## Your objective
Each line must appear in the answer exactly as it does in the data.

## Records shown
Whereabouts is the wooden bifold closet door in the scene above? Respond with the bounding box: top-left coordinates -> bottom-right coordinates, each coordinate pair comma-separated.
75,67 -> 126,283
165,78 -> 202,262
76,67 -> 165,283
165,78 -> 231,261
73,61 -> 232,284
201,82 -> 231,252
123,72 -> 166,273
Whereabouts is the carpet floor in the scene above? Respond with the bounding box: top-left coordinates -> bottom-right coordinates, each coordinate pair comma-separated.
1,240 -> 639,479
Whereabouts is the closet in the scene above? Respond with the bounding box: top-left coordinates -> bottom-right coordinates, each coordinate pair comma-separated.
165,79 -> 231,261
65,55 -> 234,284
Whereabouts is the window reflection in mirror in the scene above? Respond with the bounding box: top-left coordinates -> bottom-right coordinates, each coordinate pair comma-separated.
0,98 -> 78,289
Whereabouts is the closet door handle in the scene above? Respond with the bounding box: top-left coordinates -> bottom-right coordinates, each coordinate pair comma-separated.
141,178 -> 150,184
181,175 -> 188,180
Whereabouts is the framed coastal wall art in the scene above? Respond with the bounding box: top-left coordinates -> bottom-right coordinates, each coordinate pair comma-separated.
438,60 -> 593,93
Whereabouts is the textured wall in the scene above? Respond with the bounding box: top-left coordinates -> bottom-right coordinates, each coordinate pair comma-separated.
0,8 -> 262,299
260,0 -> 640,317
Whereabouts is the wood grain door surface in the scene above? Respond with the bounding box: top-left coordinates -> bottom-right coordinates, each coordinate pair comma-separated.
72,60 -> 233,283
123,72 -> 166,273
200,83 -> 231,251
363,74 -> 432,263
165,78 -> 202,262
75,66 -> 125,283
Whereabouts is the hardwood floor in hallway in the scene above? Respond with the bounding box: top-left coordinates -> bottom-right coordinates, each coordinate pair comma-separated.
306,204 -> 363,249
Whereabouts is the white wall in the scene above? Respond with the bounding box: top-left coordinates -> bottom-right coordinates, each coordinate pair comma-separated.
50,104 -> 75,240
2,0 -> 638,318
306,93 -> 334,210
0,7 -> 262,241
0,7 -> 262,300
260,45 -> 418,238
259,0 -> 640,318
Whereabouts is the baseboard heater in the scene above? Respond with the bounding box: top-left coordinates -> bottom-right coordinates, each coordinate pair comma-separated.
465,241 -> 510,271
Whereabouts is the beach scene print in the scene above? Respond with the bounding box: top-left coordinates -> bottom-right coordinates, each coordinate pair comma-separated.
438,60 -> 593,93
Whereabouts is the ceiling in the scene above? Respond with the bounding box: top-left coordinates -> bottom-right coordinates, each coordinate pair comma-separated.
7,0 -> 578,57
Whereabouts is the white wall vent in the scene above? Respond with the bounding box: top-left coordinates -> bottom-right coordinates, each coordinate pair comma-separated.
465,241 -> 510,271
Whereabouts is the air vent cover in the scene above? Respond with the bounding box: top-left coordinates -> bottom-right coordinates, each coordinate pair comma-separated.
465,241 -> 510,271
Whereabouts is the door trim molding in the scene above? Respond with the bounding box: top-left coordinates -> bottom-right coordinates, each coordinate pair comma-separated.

## Written solution
Whereabouts is the wooden bifold closet door in the scene above? Respond with the bounding box: top-left coordinates -> bottom-right coordinates, each coordinate pair comma-separated.
75,67 -> 126,283
165,78 -> 202,262
76,67 -> 165,283
165,78 -> 231,261
73,61 -> 232,284
201,82 -> 231,252
123,72 -> 166,273
Whereabouts is the carpet floor in the scene above? Respond with the bounding box: top-left coordinates -> bottom-right coordinates, each coordinate pair comma-separated.
1,240 -> 639,479
Whereabouts is the closet in the scene above? Respond with the bounding box: top-left coordinates -> bottom-right coordinates, each coordinate pair comma-separated.
165,79 -> 231,261
65,55 -> 234,284
Whereabouts is the window reflection in mirror in the scene above? Respond with the bounding box: top-left coordinates -> bottom-right coordinates, each coordinate pair comma-separated.
0,98 -> 78,289
Whereabouts is the closet door handle in the scene above? Respond with the bounding box: top-left coordinates -> bottom-right coordinates, each coordinate pair comma-separated.
141,178 -> 150,184
181,175 -> 188,180
Whereabouts is the framed coastal wall art in the scene above? Respond with the bounding box: top-left coordinates -> bottom-right coordinates, each coordinate pair comma-separated.
438,60 -> 593,93
Whereabouts is the textured wall in the scene above? Respond with the bounding box: top-left coordinates -> bottom-right coordinates, each coordinate pair comma-separated.
0,8 -> 262,299
260,0 -> 640,317
Whereabouts is the wood grain door surface in the scene above? Respond with the bounding box: top-left coordinates -> bottom-right coordinates, each coordinate pair comma-separated.
72,60 -> 233,283
123,72 -> 166,273
200,83 -> 231,251
363,74 -> 432,263
165,78 -> 202,262
75,66 -> 125,283
Whereabouts is the hardwood floor in hallway in the scene above? Respond with the bounding box: top-left coordinates -> bottom-right coordinates, each coordinate pair comma-separated.
306,204 -> 363,249
Whereabouts is the white wall in the scene above? Respond with the bounding box: top-left coordinates -> bottom-right coordinates, each coordinate pair comma-separated.
50,104 -> 75,240
2,0 -> 638,318
306,93 -> 334,210
0,7 -> 262,241
0,7 -> 262,300
260,45 -> 418,238
259,0 -> 640,318
Whereabouts is the baseboard heater in the scene above? Respond with the bounding box: top-left coordinates -> bottom-right coordinates, each coordinate pair comma-separated.
465,241 -> 510,271
Whereabouts is the beach scene print in the scene above? Respond with the bounding box: top-left coordinates -> bottom-right coordinates, each coordinate pair comma-separated.
438,60 -> 593,93
Whereabouts is the ceiling in the scene above? Respond with the bounding box: top-left coordinates -> bottom-right coordinates, each coordinate pair comma-separated.
7,0 -> 578,57
Whereabouts is the white wall vent in the scene above? Respond with the bounding box: top-left coordinates -> bottom-right coordinates, each coordinate pair comma-separated.
465,241 -> 510,271
Whereabouts is the air vent cover in the scene above? Respond with the bounding box: top-left coordinates -> bottom-right coordinates, each coordinate pair comma-separated.
465,241 -> 510,271
Whereabouts is the door trim molding in the scene above? Respond with the bounding box: top-left coordinates -> bottom-right coordinates, each coordinate pair comma-separated.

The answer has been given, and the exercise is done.